Reproduce the material word for word, starting at the line that contains "Target — ponytail" and ending at the last line of the material, with both ends included.

• [Records for this exercise]
(begin)

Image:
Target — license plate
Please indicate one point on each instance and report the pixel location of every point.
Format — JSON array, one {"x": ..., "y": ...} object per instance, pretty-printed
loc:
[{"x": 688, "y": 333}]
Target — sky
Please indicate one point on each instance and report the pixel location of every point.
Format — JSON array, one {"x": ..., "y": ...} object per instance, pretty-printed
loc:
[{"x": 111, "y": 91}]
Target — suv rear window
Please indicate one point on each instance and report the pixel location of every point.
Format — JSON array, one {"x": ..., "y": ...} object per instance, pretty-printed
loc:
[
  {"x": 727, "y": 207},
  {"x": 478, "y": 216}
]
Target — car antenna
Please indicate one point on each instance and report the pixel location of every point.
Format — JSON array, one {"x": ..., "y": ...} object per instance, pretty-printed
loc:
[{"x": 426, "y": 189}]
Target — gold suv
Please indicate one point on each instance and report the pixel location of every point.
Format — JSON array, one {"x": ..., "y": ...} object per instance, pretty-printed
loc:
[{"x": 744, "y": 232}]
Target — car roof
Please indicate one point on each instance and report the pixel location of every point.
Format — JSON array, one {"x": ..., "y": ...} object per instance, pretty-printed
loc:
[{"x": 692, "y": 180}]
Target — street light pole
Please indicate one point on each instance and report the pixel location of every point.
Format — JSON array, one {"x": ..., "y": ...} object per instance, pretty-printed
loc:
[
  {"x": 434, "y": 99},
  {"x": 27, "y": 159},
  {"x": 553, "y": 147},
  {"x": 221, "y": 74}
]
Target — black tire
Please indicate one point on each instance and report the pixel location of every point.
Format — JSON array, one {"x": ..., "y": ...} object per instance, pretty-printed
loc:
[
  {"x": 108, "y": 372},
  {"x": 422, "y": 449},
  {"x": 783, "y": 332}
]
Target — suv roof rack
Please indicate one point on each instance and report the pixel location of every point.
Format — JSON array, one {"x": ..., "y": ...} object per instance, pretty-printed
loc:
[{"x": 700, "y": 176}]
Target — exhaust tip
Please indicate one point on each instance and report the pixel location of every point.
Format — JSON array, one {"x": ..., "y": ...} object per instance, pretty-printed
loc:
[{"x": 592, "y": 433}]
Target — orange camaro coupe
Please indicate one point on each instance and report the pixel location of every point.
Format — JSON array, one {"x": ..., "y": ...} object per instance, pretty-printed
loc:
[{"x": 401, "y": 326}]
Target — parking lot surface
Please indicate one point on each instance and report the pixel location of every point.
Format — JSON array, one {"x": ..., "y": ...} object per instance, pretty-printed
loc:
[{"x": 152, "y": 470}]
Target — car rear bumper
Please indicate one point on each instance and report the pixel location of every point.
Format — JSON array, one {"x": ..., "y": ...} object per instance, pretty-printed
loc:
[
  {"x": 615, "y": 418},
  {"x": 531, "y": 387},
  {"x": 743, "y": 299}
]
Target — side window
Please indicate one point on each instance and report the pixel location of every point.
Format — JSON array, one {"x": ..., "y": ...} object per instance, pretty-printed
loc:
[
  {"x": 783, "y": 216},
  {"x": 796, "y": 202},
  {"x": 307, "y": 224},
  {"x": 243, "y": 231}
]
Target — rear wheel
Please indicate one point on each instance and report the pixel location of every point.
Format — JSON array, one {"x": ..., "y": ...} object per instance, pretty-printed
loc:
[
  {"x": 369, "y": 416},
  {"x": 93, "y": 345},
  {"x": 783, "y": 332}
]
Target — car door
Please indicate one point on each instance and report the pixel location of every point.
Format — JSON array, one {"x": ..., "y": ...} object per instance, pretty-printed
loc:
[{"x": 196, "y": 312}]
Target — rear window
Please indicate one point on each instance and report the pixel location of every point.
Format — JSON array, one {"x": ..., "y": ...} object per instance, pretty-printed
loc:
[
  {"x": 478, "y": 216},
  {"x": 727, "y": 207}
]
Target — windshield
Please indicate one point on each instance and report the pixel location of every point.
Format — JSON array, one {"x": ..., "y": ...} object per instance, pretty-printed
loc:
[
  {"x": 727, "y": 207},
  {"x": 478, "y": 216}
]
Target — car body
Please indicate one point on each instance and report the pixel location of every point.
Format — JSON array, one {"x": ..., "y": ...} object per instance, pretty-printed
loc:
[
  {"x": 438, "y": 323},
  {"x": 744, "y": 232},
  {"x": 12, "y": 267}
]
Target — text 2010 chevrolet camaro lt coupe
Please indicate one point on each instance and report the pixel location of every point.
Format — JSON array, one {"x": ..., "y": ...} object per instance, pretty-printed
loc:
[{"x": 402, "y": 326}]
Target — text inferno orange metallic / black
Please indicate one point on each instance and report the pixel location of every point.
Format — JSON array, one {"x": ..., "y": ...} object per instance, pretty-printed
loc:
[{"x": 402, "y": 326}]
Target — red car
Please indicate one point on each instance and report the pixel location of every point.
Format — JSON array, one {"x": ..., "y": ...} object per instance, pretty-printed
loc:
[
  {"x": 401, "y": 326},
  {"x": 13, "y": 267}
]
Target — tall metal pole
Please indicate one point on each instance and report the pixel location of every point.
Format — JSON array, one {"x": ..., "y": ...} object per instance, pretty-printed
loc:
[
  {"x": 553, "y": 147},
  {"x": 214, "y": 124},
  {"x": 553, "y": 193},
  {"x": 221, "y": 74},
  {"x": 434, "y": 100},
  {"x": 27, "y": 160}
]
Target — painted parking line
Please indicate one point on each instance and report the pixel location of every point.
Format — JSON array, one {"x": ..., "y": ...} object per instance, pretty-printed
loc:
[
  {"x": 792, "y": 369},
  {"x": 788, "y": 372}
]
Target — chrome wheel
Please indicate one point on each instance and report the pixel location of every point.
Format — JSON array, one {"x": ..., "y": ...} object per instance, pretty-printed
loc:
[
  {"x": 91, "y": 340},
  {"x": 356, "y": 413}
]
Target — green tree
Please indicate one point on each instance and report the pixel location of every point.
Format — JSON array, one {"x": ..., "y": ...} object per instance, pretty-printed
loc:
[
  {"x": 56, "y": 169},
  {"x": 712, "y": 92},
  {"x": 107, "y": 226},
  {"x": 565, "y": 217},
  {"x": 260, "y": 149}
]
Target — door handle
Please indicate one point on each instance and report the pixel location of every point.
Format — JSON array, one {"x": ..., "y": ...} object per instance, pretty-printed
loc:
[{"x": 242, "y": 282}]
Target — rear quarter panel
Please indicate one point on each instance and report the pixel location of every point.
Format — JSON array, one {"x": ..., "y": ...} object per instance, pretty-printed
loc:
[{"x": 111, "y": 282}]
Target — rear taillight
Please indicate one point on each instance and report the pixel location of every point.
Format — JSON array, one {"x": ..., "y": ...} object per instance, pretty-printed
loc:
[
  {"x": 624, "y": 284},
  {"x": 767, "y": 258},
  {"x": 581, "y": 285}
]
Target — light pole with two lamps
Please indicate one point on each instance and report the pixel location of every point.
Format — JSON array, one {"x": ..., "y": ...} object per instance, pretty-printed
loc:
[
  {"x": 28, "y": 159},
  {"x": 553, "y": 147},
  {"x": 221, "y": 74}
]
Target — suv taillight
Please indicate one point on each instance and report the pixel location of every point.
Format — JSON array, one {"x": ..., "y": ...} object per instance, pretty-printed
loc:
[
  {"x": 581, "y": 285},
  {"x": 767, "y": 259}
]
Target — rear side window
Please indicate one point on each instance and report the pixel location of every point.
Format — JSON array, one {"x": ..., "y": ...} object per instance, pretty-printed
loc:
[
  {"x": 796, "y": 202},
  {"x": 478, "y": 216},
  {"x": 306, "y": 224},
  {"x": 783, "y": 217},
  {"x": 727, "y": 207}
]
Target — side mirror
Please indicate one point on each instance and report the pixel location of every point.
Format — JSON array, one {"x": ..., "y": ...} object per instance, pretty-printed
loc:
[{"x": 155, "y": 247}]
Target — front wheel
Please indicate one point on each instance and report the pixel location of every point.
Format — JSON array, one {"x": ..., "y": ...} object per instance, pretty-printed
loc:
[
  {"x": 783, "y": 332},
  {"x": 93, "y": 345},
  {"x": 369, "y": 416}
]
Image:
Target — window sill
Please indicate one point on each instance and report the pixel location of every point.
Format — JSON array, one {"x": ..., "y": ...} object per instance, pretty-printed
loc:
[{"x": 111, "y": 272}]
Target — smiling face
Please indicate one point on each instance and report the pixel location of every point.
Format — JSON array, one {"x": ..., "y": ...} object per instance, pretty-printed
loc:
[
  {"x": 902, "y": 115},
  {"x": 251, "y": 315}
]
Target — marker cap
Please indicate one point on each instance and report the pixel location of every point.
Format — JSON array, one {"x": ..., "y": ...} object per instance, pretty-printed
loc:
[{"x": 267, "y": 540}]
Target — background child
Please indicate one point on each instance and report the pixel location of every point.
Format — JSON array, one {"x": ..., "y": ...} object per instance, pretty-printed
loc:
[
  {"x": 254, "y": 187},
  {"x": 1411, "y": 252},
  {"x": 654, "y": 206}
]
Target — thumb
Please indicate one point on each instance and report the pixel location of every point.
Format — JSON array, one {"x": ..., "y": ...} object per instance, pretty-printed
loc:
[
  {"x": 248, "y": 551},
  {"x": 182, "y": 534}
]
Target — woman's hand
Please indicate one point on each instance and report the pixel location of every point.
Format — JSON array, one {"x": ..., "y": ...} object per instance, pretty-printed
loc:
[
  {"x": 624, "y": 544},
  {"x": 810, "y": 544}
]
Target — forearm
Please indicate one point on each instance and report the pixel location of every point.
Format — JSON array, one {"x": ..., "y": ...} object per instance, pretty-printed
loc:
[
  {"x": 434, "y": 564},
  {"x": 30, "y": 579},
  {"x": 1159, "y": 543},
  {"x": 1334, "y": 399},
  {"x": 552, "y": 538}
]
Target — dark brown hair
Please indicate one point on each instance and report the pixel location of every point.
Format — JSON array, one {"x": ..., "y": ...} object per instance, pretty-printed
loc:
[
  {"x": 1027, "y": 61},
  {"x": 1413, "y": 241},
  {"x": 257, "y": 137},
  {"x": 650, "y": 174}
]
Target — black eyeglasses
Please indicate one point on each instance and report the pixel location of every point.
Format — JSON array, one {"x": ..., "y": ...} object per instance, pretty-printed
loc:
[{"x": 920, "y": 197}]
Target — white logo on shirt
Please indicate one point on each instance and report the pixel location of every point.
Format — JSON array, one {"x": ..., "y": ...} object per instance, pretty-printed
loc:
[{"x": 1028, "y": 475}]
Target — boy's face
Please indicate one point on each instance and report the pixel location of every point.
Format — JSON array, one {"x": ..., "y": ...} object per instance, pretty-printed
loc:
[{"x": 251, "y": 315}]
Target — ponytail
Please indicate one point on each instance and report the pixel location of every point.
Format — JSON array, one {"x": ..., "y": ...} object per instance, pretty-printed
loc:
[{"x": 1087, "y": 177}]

(end)

• [The solution]
Target — ponytail
Please indicate one point on each instance and report the pixel location of every point.
Format — JSON array, one {"x": ..., "y": ...} object per instance, pretty-printed
loc:
[{"x": 1087, "y": 177}]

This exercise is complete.